[TEXTO CITADO]:
Um dos óbvios obstáculos que enfrentamos quando vamos viver para fora do nosso país é, naturalmente, a falta que iremos sentir da nossa casa, de familiares, das nossas rotinas, entre muitas outras coisas. Talvez por sermos pessoas culturalmente desenrascadas e que gostam de atalhar caminho, resumimos todos esses sentimentos numa palavra apenas, Saudade.

Como já é mais do que sabido por qualquer português, esta palavra não tem tradução para mais nenhuma língua. E nós adoramos que assim seja! Ter uma palavra só nossa está quase ao nível do Hino Nacional, da Bandeira, do Fado ou, talvez exagerando um pouco, da Seleção Nacional de Futebol. As pessoas exibem a palavra com aquele orgulho de superioridade e, não raras vezes, atiram-na a despropósito, mal surja a oportunidade, a qualquer estrangeiro que, mesmo ao de leve, toque no assunto.

Apesar da exclusividade da palavra, não somos os únicos a ter uma só nossa. Arriscaria dizer que todas as línguas terão as suas próprias palavras. Porém, outra que tem estado bastante em voga vem diretamente da Dinamarca, o Hygge. Segundo sei, neste caso, a palavra relaciona-se com uma sensação de bem-estar, algo mais profundo que o simples aconchego. Há mesmo quem diga que, mais do que uma palavra, Hygge, é uma atitude perante a vida.

[EXERCÍCIO PROPOSTO]:
Reproduza fielmente o trecho do texto sobre a saudade que começa em "Um dos óbvios" e termina em "palavra apenas, Saudade.", incluindo ambos. A listagem que se segue não é necessária.

[CONTEÚDO DA LISTAGEM]:
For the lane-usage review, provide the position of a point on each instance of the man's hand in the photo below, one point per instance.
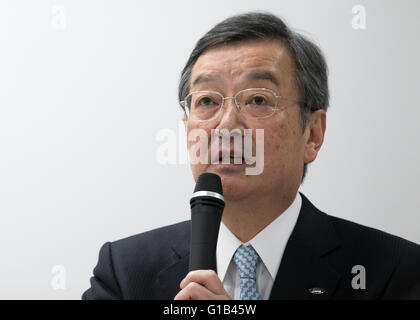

[RESPOSTA DA TAREFA]:
Um dos óbvios obstáculos que enfrentamos quando vamos viver para fora do nosso país é, naturalmente, a falta que iremos sentir da nossa casa, de familiares, das nossas rotinas, entre muitas outras coisas. Talvez por sermos pessoas culturalmente desenrascadas e que gostam de atalhar caminho, resumimos todos esses sentimentos numa palavra apenas, Saudade.